**What is asked**
a: Transcribe part of the web UI excerpt, beginning at the words "The built-in web" and stopping after "(no layout thrash)".
b: Sum up the web UI excerpt in two sentences.

**Excerpt**
The built-in web UI (`src/index.html`) provides:

- **WebRTC video** via `RTCPeerConnection` with H.264/Opus
- **CSS cursor overlay** — synced to server cursor position, never encoded in video
- **Relative input throttling** — accumulated via `requestAnimationFrame`, not `setInterval`
- **ResizeObserver** — real-time container resize tracking (no layout thrash)
- **Touch-to-mouse**: tap, long-press, drag, scroll
- **Virtual keyboard**: main/func/num layers with modifier latching
- **Auto-reconnection** with exponential backoff
- **Negotiation watchdog**: 15s timeout

### Cancellation & Cleanup

All pipeline tasks share a `CancellationToken`. On disconnect:
1. `cancel.cancel()` signals all tasks
2. Channel senders are dropped, waking blocked receivers
3. Each task checks cancellation and exits cleanly
4. `ice_forward` task exits naturally when its sender is dropped (no `abort()`)

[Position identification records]
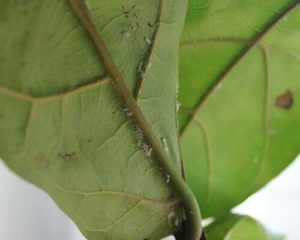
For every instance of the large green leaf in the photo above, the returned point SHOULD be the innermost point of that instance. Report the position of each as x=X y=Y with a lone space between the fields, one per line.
x=236 y=227
x=239 y=92
x=81 y=121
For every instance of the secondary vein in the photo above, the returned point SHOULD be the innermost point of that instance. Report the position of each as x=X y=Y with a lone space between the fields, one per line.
x=252 y=43
x=189 y=201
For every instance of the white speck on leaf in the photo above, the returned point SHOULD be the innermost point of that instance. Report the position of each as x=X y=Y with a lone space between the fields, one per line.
x=165 y=144
x=126 y=34
x=147 y=40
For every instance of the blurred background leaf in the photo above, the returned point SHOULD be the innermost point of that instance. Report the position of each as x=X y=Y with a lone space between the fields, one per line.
x=239 y=96
x=237 y=227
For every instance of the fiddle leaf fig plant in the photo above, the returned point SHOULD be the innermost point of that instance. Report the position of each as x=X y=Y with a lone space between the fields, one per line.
x=96 y=97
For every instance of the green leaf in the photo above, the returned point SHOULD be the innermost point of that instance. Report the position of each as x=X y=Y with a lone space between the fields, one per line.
x=239 y=92
x=87 y=96
x=236 y=227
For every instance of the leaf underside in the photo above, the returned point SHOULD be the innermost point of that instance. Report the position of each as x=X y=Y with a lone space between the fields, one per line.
x=239 y=96
x=64 y=128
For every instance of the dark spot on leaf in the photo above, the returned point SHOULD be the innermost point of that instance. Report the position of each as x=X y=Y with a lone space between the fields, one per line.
x=24 y=12
x=42 y=161
x=203 y=236
x=286 y=100
x=126 y=12
x=151 y=24
x=67 y=155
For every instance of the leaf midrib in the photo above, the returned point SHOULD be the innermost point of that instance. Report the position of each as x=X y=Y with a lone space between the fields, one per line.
x=189 y=201
x=235 y=61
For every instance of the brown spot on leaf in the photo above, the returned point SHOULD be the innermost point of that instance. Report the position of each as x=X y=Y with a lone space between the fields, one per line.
x=42 y=161
x=286 y=100
x=126 y=12
x=24 y=12
x=67 y=155
x=203 y=236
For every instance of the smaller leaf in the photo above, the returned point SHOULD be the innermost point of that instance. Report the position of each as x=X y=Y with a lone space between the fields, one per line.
x=237 y=227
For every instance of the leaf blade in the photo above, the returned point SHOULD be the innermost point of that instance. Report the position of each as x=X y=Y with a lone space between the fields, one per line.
x=236 y=126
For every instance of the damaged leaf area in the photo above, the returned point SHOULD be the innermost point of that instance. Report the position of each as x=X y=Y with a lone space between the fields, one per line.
x=64 y=124
x=239 y=91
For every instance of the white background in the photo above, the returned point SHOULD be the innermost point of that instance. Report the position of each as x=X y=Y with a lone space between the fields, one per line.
x=27 y=213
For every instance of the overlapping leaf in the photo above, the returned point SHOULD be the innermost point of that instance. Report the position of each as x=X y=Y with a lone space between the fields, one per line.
x=239 y=95
x=236 y=227
x=64 y=128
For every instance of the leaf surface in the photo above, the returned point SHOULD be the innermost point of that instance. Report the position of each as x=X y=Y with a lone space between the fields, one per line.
x=63 y=125
x=236 y=227
x=239 y=95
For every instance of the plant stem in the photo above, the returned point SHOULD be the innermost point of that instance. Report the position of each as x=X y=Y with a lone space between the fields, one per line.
x=190 y=203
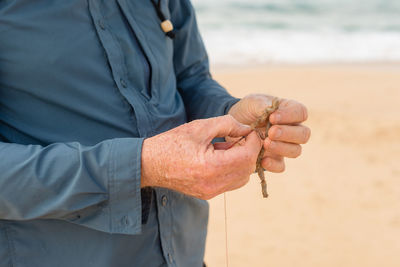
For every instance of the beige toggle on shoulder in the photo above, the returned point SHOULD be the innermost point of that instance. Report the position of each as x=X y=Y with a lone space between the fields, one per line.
x=167 y=26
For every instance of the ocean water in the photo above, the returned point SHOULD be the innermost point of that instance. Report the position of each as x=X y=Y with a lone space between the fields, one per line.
x=299 y=31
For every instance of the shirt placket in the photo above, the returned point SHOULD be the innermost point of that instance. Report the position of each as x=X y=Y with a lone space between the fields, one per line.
x=115 y=59
x=141 y=107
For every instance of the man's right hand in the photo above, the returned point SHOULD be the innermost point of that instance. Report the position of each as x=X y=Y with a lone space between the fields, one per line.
x=183 y=158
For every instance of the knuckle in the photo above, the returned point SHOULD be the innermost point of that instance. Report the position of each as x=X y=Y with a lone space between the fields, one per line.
x=297 y=151
x=281 y=167
x=304 y=112
x=306 y=134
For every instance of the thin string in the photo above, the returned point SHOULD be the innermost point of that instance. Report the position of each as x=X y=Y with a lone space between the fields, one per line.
x=226 y=233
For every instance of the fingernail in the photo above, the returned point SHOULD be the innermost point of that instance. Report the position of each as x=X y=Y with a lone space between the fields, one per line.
x=268 y=163
x=277 y=117
x=271 y=145
x=278 y=133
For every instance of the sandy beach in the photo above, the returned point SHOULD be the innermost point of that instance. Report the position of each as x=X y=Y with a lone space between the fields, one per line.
x=339 y=203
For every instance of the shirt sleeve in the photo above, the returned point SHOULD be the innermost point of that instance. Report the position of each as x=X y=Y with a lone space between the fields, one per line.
x=94 y=186
x=203 y=96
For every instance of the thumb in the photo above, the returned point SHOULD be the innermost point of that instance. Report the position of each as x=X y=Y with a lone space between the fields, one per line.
x=227 y=126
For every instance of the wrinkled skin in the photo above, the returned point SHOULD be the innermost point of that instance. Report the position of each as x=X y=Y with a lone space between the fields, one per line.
x=183 y=159
x=286 y=133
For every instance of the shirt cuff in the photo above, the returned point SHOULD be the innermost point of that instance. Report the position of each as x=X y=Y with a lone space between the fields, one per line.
x=124 y=204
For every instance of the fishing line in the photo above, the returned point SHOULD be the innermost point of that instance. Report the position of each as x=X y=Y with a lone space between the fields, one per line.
x=226 y=233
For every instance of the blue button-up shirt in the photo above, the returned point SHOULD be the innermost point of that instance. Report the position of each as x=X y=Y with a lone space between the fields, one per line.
x=82 y=83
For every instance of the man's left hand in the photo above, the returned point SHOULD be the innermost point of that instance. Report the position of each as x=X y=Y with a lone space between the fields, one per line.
x=286 y=133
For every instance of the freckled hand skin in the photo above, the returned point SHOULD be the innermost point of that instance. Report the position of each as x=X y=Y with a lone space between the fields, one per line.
x=286 y=133
x=183 y=159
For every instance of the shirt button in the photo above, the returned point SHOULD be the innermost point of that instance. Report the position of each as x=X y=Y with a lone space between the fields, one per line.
x=123 y=83
x=170 y=258
x=101 y=25
x=164 y=200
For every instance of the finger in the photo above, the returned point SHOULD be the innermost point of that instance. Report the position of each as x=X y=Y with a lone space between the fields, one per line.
x=282 y=149
x=223 y=145
x=289 y=112
x=226 y=126
x=273 y=164
x=297 y=134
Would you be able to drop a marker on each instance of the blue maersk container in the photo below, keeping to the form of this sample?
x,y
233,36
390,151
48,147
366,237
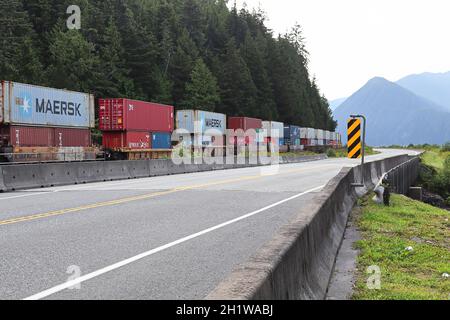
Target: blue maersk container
x,y
24,104
161,140
292,135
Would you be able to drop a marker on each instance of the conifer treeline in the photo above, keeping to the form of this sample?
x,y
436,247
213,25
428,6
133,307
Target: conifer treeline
x,y
189,53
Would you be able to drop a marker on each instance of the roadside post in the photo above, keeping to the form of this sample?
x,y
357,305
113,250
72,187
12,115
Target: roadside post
x,y
357,143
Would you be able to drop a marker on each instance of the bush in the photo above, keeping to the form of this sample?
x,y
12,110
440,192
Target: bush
x,y
446,147
331,153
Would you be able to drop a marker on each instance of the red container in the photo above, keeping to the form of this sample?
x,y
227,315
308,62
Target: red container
x,y
305,142
125,114
244,123
135,140
26,136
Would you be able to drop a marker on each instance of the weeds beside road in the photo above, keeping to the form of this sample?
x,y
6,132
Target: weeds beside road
x,y
410,244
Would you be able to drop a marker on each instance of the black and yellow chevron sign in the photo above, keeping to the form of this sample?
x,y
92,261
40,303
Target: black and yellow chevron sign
x,y
354,139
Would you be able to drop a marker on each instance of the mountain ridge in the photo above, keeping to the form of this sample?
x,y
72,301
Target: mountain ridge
x,y
395,115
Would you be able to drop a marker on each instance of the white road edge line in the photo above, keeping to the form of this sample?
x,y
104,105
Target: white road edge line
x,y
28,195
71,283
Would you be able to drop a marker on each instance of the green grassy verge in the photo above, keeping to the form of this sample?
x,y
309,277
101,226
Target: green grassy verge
x,y
343,152
386,233
435,158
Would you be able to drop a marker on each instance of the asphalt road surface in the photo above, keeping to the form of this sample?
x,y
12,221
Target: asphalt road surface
x,y
172,237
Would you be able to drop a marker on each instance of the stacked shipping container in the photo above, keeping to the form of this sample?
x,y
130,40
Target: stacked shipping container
x,y
37,117
201,126
269,127
245,124
135,125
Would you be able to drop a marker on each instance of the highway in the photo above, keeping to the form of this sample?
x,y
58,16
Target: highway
x,y
171,237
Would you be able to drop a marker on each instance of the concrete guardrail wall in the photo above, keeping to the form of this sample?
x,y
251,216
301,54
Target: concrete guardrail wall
x,y
28,176
401,177
298,262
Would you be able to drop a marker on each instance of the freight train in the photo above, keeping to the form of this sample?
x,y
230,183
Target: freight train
x,y
46,124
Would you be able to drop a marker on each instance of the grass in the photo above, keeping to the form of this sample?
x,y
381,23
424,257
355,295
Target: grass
x,y
435,157
405,275
343,152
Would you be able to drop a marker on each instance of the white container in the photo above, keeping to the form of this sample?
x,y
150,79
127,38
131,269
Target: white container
x,y
270,126
186,119
319,134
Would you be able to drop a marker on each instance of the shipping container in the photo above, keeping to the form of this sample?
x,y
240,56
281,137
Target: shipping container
x,y
26,136
187,119
24,104
71,137
292,135
269,127
307,133
319,134
161,140
244,123
133,140
133,115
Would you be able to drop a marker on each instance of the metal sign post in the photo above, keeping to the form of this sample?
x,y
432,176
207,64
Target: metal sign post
x,y
356,145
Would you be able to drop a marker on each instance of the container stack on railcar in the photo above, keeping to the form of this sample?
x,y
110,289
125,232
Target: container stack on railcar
x,y
45,124
244,124
201,128
135,129
269,128
292,138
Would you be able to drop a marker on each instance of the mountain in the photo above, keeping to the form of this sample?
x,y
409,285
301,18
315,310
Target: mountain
x,y
334,104
395,115
433,86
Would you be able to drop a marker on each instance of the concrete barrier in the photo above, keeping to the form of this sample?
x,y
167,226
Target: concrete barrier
x,y
28,176
297,263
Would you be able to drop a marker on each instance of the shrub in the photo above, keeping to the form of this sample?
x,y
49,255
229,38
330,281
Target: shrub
x,y
331,153
446,147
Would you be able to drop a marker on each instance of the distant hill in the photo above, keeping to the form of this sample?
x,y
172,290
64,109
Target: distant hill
x,y
334,104
433,86
395,115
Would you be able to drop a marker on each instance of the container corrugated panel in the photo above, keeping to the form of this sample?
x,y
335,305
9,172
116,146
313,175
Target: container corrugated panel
x,y
292,134
125,114
127,140
25,104
161,140
305,142
303,133
26,136
319,134
270,126
244,123
310,133
70,137
206,121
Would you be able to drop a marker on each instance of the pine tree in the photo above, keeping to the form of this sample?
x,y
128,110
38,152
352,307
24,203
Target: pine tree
x,y
72,61
202,90
238,92
19,60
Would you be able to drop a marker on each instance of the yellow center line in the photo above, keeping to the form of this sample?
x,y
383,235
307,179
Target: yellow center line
x,y
141,197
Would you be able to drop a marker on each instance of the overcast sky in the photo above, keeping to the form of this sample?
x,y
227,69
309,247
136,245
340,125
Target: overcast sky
x,y
351,41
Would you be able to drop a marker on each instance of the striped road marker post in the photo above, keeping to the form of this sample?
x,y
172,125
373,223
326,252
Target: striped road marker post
x,y
357,143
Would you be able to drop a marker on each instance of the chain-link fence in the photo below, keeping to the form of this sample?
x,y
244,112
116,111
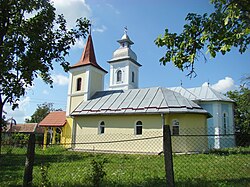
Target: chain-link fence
x,y
117,159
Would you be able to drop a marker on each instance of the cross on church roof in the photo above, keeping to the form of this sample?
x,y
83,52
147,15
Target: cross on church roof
x,y
125,30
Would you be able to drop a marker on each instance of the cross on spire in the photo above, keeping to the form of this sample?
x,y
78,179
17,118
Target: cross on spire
x,y
125,30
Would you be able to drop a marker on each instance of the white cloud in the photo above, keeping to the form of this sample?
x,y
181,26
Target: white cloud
x,y
223,85
20,113
60,80
45,92
72,10
100,29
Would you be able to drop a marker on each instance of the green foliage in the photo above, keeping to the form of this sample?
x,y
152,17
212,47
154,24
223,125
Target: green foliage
x,y
71,168
19,139
32,39
44,175
41,112
241,109
228,26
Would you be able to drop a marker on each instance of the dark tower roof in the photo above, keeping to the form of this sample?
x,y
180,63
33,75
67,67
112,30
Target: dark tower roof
x,y
88,56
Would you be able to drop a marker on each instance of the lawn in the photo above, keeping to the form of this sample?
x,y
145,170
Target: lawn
x,y
59,167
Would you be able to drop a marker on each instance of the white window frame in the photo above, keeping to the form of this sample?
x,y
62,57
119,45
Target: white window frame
x,y
119,76
101,127
79,84
175,124
138,126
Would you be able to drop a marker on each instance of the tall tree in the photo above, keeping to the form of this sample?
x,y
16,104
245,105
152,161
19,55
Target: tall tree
x,y
41,112
241,109
228,26
32,38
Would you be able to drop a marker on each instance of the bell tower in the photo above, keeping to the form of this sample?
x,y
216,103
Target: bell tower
x,y
124,68
85,78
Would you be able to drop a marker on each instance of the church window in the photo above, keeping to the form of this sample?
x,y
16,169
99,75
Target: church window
x,y
175,127
225,121
138,128
101,127
119,76
78,84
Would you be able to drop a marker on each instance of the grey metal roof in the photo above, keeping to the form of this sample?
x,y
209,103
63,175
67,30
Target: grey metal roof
x,y
203,93
140,101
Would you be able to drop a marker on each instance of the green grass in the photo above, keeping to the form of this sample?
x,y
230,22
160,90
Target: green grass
x,y
67,168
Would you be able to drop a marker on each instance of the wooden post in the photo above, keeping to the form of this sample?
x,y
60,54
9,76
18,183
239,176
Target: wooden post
x,y
27,178
167,149
45,138
54,136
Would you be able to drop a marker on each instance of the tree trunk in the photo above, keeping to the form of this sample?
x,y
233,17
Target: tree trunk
x,y
167,149
27,178
1,123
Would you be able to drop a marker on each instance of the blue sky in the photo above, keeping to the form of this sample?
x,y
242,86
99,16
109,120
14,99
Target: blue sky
x,y
145,20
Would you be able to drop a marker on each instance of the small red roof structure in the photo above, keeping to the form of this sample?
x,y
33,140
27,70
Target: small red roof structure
x,y
25,128
54,119
88,56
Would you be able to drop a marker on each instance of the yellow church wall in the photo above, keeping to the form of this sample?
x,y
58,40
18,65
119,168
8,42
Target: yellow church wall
x,y
191,138
119,135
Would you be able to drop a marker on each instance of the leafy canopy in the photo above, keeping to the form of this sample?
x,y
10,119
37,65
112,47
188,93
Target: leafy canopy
x,y
228,26
32,38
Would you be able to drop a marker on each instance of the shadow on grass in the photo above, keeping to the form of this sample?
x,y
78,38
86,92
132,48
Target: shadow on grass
x,y
241,182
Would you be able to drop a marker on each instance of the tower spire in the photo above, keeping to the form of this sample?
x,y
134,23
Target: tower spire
x,y
88,56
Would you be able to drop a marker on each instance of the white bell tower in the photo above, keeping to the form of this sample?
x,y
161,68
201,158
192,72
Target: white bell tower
x,y
124,68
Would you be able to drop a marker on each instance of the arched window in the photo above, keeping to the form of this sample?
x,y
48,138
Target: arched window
x,y
119,76
78,84
101,127
225,121
175,127
133,77
138,128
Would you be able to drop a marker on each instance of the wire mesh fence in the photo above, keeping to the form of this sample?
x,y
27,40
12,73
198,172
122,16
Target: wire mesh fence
x,y
122,159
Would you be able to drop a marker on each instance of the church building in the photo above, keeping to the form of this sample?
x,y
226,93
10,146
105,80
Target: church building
x,y
126,118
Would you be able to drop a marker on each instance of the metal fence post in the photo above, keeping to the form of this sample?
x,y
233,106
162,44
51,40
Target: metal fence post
x,y
167,149
27,178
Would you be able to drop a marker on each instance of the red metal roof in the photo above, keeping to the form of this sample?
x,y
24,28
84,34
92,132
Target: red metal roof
x,y
54,119
88,56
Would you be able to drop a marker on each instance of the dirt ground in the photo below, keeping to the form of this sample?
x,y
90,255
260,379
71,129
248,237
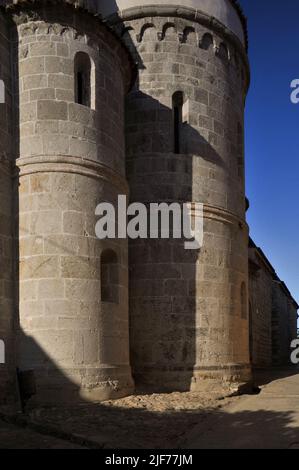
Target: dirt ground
x,y
137,422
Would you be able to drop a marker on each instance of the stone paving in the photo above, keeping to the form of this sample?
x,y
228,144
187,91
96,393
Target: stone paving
x,y
177,420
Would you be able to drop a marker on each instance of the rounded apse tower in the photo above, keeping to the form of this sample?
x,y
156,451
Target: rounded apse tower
x,y
185,132
72,74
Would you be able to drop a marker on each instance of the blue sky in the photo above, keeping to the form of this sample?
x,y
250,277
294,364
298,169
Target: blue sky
x,y
272,134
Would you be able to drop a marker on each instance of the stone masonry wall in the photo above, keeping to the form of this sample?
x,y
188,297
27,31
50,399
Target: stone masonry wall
x,y
284,325
7,371
71,159
260,310
188,310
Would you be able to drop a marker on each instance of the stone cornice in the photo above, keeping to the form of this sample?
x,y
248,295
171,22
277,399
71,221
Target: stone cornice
x,y
187,13
85,6
67,164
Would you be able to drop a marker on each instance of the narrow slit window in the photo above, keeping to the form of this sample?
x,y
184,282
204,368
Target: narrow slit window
x,y
84,78
177,106
109,277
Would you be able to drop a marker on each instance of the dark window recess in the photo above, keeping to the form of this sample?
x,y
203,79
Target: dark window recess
x,y
177,106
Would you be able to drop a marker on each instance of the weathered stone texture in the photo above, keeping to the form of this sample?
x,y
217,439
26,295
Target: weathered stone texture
x,y
272,313
6,220
190,301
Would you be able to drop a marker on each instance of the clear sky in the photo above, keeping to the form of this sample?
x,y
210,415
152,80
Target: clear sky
x,y
272,134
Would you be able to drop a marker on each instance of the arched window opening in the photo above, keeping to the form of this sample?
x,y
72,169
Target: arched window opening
x,y
109,277
243,301
84,80
207,42
177,107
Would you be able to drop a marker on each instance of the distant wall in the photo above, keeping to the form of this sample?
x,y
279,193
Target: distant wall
x,y
273,314
260,312
284,325
222,10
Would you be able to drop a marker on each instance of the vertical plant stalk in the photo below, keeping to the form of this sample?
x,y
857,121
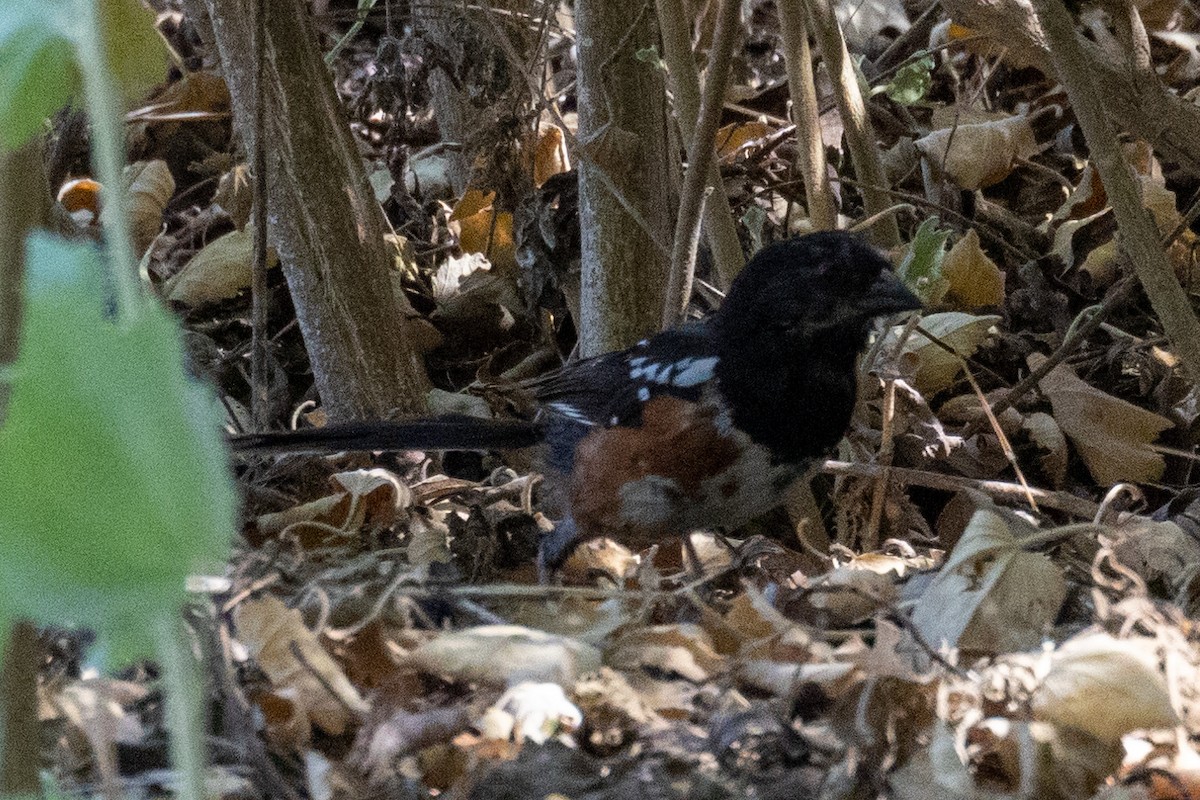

**Solutions to the tasks**
a:
The built-in web UI (`src/index.html`) provides:

- **WebRTC video** via `RTCPeerConnection` with H.264/Opus
- **CSS cursor overlay** — synced to server cursor position, never encoded in video
- **Relative input throttling** — accumulated via `requestAnimationFrame`, not `setInterval`
- **ResizeObserver** — real-time container resize tracking (no layout thrash)

b: The built-in web UI offers WebRTC video with H.264/Opus, a CSS cursor overlay that is never encoded in the video, throttled relative input, real-time container resize tracking, touch-to-mouse controls, a layered virtual keyboard, auto-reconnection with exponential backoff, and a 15-second negotiation watchdog. On disconnect, a shared CancellationToken signals all pipeline tasks, channel senders are dropped to wake blocked receivers, and each task exits cleanly, with the ice_forward task ending when its sender is dropped.